• **Что нужно сделать**: Кто, согласно цитируемому тексту о поэме Ерофеева, живет в Петушках как два ангела Венички?

• **Цитируемый текст**:
───

Венедикт Ерофеев и о Венедикте Ерофееве - Коллектив авторов
Шрифт:
Интервал:
Закладка:
Но, пожалуй, самое главное, что может предъявить Ерофеев, – это русский язык. Чудо, пронесенное через советскую мясорубку в такой чистоте, что отборно-грязный мат звучит как псалмопение. Сколько, однако, наших литераторов (в том числе «инородцев», в том числе с других берегов) клянутся на верность этому языку. И как-то никому не приходит в голову проводить особую параллель между языком и его носителем – народом, который не очень торопится приступать к «национальному возрождению». И правильно, что не приходит. Народ и язык существуют вполне отдельно…
…Далее – в согласии со схемой – душе демонстрируют рай. Рай Венички – благословенные Петушки, где не молкнет пение и не отцветает жасмин; город, где живут два его ангела – женщина и ребенок. Два простых, но абсолютных символа. Именно в этой части поэмы в первый и в единственный раз звучит слово «Эдем» – в сниженно-ерофеевском стиле («в мелких завитках – весь – влажный и содрогающийся вход в Эдем», 47) – но все же Эдем; слово произнесено, и жасмин с птичками – отсылка довольно прозрачная. Возлюбленная Венички – блудница; и, наверное, темой отдельного филологического этюда могут стать средства, с помощью которых Ерофеев пишет возвышенный, воздушный, безо всяких кавычек прекрасный образ обычной подмосковной бляди. «А она – смеялась. А она – подошла к столу и выпила, залпом, еще сто пятьдесят, ибо она была совершенна, а совершенству нет предела» (45–46). Или: «Зато вся она соткана из неги и ароматов. Ее не лапать и не бить по ебалу – ее вдыхать надо. Я как-то попробовал сосчитать все ее сокровенные изгибы, и не мог сосчитать – дошел до двадцати семи и так забалдел от истомы, что выпил зубровки и бросил счет, не окончив» (47). Прием, впрочем, почти всегда один: предельно сниженная фактура в предельно возвышенном контексте (или наоборот). Прием один, но выполняется всякий раз с огромным вкусом, а кроме того – существует в поле величайшего трагического напряжения поэмы.

───

• **Сохраненные данные**:
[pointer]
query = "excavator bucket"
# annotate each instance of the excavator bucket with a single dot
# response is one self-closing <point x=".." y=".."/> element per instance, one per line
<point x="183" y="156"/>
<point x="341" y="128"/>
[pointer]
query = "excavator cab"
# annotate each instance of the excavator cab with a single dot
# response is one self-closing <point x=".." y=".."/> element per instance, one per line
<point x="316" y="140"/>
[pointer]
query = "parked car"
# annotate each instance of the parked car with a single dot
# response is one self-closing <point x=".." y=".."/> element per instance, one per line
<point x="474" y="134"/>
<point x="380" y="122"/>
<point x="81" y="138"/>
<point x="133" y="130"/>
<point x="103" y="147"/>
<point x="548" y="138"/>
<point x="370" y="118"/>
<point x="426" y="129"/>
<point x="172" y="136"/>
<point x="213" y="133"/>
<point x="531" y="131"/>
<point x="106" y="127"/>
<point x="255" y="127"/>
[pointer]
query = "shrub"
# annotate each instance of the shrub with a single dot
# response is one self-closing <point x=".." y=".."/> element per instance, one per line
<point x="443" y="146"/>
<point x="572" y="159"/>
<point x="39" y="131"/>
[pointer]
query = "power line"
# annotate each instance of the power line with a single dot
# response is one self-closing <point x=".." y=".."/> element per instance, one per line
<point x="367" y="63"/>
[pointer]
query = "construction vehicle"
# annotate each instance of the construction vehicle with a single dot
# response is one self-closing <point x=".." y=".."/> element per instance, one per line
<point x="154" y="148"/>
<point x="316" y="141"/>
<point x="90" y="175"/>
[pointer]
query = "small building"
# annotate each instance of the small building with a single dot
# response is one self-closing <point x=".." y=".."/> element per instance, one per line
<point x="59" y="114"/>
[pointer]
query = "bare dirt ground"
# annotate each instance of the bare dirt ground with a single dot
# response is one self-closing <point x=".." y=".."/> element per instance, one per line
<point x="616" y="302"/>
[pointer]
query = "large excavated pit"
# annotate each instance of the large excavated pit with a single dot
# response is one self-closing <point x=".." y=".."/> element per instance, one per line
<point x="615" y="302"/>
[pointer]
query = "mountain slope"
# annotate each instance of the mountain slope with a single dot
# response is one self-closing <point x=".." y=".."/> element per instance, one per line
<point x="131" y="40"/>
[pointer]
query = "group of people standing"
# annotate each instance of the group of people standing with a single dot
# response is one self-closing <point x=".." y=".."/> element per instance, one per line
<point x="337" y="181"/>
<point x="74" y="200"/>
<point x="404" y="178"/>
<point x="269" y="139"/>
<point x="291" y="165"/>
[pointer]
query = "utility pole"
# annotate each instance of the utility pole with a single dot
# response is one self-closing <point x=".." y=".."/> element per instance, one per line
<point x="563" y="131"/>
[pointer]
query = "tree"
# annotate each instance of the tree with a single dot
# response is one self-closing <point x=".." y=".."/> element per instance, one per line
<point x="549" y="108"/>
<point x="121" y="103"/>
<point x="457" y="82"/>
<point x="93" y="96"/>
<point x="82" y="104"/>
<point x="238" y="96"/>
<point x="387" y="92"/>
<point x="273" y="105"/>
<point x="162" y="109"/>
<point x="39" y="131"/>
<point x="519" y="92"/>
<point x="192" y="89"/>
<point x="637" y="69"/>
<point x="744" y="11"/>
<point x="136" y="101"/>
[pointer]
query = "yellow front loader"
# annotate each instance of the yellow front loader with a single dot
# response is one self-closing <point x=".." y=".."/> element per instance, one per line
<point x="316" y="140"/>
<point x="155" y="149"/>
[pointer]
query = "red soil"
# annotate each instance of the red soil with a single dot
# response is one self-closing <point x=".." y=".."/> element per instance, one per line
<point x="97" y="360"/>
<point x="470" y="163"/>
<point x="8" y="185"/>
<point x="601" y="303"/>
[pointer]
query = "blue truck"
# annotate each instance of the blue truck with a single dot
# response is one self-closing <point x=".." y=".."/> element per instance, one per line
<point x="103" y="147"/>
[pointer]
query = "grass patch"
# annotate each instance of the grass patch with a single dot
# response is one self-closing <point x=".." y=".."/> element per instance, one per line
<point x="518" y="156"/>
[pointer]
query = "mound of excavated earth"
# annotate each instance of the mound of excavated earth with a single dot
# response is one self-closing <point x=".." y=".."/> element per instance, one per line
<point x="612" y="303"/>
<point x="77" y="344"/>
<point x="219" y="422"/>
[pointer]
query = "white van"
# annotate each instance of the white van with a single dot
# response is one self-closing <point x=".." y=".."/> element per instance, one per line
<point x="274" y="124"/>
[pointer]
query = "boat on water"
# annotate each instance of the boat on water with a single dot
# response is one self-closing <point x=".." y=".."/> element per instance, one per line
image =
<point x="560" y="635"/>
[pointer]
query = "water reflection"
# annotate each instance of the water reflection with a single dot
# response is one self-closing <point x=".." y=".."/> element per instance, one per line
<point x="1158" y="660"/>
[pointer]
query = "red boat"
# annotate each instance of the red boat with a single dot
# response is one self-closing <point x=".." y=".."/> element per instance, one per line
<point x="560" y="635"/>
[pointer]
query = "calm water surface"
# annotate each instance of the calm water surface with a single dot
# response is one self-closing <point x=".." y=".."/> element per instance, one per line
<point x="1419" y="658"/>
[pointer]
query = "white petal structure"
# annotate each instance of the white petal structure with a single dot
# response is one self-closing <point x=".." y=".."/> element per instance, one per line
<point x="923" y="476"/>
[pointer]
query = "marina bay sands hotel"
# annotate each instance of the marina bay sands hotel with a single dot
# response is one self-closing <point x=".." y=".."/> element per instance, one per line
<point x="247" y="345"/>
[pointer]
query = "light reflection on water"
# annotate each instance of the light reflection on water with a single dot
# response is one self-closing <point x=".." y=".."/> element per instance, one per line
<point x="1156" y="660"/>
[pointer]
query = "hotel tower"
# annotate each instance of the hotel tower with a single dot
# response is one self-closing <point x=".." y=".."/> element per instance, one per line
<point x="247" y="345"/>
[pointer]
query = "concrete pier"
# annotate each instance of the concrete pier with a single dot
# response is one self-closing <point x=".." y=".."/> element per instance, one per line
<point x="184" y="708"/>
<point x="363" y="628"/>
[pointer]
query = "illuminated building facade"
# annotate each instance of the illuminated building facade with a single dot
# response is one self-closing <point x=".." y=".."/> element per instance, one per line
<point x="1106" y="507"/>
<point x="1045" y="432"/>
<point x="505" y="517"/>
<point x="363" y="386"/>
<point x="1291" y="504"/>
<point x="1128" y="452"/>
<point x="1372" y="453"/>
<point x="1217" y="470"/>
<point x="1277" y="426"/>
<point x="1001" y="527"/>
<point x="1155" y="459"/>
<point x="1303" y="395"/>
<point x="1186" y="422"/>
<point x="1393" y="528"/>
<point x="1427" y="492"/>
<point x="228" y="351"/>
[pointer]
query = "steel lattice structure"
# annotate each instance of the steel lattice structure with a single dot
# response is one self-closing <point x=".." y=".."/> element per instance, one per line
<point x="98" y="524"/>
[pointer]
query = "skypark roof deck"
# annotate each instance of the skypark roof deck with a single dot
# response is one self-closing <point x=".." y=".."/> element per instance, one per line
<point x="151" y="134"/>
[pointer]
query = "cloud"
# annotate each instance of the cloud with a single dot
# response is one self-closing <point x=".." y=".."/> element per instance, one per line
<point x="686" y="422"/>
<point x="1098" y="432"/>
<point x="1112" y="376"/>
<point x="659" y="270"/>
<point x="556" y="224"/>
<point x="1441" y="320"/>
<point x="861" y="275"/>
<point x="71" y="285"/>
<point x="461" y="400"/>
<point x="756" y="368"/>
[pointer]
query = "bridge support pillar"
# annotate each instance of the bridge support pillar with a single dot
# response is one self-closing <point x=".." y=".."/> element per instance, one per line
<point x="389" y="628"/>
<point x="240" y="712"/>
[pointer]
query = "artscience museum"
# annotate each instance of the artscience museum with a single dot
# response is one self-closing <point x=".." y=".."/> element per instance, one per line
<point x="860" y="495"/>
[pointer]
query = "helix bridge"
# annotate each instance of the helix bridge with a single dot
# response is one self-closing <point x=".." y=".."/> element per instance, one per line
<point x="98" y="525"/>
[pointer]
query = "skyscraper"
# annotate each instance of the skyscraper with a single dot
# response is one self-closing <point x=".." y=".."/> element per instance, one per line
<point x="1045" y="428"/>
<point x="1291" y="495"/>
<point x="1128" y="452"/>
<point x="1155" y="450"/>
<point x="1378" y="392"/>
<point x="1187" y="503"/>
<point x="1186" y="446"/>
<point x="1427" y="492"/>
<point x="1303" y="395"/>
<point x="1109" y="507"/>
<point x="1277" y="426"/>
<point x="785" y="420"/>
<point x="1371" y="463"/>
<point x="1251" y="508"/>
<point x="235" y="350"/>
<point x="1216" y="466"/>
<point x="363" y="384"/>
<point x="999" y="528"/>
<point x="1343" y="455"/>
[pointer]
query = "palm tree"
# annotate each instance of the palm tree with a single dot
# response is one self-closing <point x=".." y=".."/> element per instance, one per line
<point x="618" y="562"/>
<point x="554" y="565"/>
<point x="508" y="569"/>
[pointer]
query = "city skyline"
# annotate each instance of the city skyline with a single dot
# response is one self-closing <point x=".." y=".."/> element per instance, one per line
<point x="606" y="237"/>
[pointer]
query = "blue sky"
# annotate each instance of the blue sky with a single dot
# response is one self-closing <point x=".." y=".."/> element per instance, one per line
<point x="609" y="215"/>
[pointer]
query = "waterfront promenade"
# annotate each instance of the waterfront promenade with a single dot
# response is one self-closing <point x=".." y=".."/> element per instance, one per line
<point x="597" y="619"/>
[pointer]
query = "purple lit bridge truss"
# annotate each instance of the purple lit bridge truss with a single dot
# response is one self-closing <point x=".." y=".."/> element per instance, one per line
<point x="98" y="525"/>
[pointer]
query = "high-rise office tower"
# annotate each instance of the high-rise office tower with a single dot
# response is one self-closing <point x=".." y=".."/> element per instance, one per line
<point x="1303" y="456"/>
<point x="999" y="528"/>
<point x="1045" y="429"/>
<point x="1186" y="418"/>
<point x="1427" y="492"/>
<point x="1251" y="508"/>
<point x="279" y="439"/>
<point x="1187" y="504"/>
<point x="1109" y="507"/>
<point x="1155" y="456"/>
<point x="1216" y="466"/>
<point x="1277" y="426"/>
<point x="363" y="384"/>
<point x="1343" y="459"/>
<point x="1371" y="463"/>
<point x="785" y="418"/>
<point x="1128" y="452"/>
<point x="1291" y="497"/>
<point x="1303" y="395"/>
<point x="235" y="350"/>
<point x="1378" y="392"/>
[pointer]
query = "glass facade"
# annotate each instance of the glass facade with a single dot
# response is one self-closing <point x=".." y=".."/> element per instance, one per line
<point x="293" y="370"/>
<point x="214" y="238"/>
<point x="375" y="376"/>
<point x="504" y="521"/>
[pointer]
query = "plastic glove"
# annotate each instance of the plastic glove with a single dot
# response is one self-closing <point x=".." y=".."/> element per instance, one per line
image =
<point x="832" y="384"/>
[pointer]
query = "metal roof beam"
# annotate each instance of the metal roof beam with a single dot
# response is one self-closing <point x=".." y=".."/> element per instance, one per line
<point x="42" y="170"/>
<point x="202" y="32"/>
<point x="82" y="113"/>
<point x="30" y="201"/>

───

• **Правильный результат**: Женщина и ребенок.